What you need to do> Rewrite all of the items below, replacing every "marker" with "dot" and leaving everything else unchanged.
======== Data to process
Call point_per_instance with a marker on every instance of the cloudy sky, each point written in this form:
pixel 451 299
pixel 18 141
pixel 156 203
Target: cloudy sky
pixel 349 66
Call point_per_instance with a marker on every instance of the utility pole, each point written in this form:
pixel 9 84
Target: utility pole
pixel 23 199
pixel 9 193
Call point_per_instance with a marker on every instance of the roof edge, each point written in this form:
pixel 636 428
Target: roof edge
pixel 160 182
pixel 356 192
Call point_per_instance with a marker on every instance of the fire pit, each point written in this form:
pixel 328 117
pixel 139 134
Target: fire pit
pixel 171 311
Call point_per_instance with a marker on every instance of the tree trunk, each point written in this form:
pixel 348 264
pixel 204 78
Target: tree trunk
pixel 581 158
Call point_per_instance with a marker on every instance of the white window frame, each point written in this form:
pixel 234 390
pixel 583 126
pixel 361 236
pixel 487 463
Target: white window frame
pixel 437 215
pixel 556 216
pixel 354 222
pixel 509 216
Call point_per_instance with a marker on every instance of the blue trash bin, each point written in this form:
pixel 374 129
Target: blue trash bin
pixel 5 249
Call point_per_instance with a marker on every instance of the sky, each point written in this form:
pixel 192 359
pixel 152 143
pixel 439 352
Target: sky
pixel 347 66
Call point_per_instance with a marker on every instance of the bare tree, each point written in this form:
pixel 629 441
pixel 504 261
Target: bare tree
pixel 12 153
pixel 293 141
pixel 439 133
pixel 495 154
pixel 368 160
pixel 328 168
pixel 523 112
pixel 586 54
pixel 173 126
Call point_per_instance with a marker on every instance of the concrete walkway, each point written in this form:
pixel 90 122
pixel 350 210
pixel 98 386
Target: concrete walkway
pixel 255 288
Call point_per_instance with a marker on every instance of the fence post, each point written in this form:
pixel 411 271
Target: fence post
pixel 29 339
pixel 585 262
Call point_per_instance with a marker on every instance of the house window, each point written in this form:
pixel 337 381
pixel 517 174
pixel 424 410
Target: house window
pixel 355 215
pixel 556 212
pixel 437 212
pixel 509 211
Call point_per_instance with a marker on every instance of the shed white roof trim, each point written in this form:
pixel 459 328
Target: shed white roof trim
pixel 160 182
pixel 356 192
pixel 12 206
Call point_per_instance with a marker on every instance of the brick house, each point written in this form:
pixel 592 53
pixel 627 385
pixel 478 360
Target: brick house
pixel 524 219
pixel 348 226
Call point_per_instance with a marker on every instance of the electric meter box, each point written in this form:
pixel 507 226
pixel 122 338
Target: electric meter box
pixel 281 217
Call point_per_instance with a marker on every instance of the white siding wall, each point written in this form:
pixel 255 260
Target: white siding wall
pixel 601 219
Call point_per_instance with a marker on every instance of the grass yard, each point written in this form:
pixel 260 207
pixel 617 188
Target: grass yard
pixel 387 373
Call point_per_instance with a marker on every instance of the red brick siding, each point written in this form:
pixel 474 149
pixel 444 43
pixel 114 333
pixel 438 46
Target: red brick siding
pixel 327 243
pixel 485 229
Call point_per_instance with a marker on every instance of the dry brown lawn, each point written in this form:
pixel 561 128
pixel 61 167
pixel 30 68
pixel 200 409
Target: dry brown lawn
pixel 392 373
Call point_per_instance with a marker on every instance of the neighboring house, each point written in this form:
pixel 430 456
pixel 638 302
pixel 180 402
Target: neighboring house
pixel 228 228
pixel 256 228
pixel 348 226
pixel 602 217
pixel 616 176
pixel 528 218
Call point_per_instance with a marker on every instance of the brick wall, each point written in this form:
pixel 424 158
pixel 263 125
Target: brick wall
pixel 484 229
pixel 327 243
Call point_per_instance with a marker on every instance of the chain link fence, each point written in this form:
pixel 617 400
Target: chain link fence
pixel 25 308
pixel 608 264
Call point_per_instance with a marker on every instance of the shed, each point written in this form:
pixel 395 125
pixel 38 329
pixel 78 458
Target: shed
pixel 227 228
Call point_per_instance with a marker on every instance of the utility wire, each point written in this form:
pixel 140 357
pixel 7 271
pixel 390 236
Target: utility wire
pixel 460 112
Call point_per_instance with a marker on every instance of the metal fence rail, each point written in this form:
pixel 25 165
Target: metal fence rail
================
Solved exercise>
Call point_per_instance with a dot on every instance of the cloudy sky, each point written in this form:
pixel 451 299
pixel 18 141
pixel 156 203
Target: cloudy sky
pixel 349 66
Call point_per_instance with a dot on every instance of the utility pole, each point written in this form:
pixel 9 84
Target: utility pole
pixel 23 199
pixel 9 193
Call point_per_instance with a dot on every instance of the roof edge, each point written in this form:
pixel 636 428
Target: roof edge
pixel 160 182
pixel 356 192
Call point_per_instance with a dot on every instance of the fire pit, each point written in this form:
pixel 328 117
pixel 139 134
Target: fire pit
pixel 171 311
Call point_per_instance with a dot on every instance of the tree trunk, each point written in this form:
pixel 348 264
pixel 204 78
Target: tree trunk
pixel 581 158
Call point_per_instance with a dot on every instance of the white window frame, each point written in this form:
pixel 234 390
pixel 583 126
pixel 361 236
pixel 487 463
Target: white window frame
pixel 437 215
pixel 556 216
pixel 354 222
pixel 509 216
Call point_per_instance with a dot on every instance of the blue trash bin, each point written in this form:
pixel 374 129
Target: blue trash bin
pixel 5 249
Call point_per_instance with a dot on every instance of the sky, each point written in this form:
pixel 192 359
pixel 152 143
pixel 439 352
Target: sky
pixel 347 66
Call point_per_instance with a dot on every instance of the bare tree, each point written in this form:
pixel 629 441
pixel 504 261
Target: bare tree
pixel 12 153
pixel 293 141
pixel 439 133
pixel 495 154
pixel 368 160
pixel 328 168
pixel 523 112
pixel 586 54
pixel 173 126
Call point_per_instance with a dot on every instance of the concrete walkway, each point written in this form:
pixel 90 122
pixel 350 210
pixel 98 386
Target: concrete walkway
pixel 255 288
Call point_per_instance with a dot on every instance of the fence post, each point written in this form:
pixel 411 271
Target: fence post
pixel 29 339
pixel 585 262
Call point_per_instance with a dot on every instance of the house window, each point written in this form:
pixel 337 381
pixel 517 174
pixel 424 410
Target: house window
pixel 355 215
pixel 556 212
pixel 437 212
pixel 509 211
Call point_per_instance with a dot on every instance of the shed white roof trim, each point written in this form:
pixel 459 328
Target: shed white roof trim
pixel 160 182
pixel 356 192
pixel 12 206
Call point_per_instance with a dot on every instance of the brick house, each point written in this form:
pixel 592 53
pixel 627 385
pixel 478 360
Target: brick house
pixel 524 219
pixel 348 226
Call point_per_instance with a dot on every instance of the electric meter box, each point written in this form:
pixel 507 226
pixel 122 338
Target: electric meter box
pixel 281 217
Call point_per_instance with a dot on every instance of the white siding wall, each point written in this form:
pixel 255 260
Target: white siding wall
pixel 601 219
Call point_per_instance with a dot on every instance of the grass yard, each point written in this form:
pixel 260 207
pixel 617 188
Target: grass yard
pixel 387 373
Call point_per_instance with a dot on every instance of the red brick siding, each point written in this form:
pixel 474 149
pixel 444 43
pixel 114 333
pixel 438 46
Target: red brick siding
pixel 327 243
pixel 485 229
Call point_per_instance with a dot on every instance of the dry brown lawn, each point written in this form:
pixel 561 128
pixel 61 167
pixel 30 68
pixel 200 409
Target: dry brown lawn
pixel 392 373
Call point_per_instance with a dot on every instance of the neighboring house, each point written in this form:
pixel 430 456
pixel 638 302
pixel 180 402
Target: neighboring house
pixel 228 228
pixel 256 228
pixel 348 226
pixel 602 217
pixel 616 176
pixel 528 218
Call point_per_instance with a dot on every instance of the brick wall, each point written in this form:
pixel 424 158
pixel 263 125
Target: brick wall
pixel 484 229
pixel 327 243
Call point_per_instance with a dot on every instance of the chain link fence, each point written in this form:
pixel 617 400
Target: chain link fence
pixel 25 308
pixel 608 264
Call point_per_instance with a dot on every instance of the shed, each point written in this form:
pixel 395 125
pixel 38 329
pixel 78 458
Target: shed
pixel 227 228
Call point_per_instance with a dot on every instance of the utility wire, each point written in this form:
pixel 140 357
pixel 7 271
pixel 390 236
Target: utility wire
pixel 460 112
Call point_per_instance with a dot on every instance of the metal fence rail, each point written in this form:
pixel 25 165
Target: metal fence rail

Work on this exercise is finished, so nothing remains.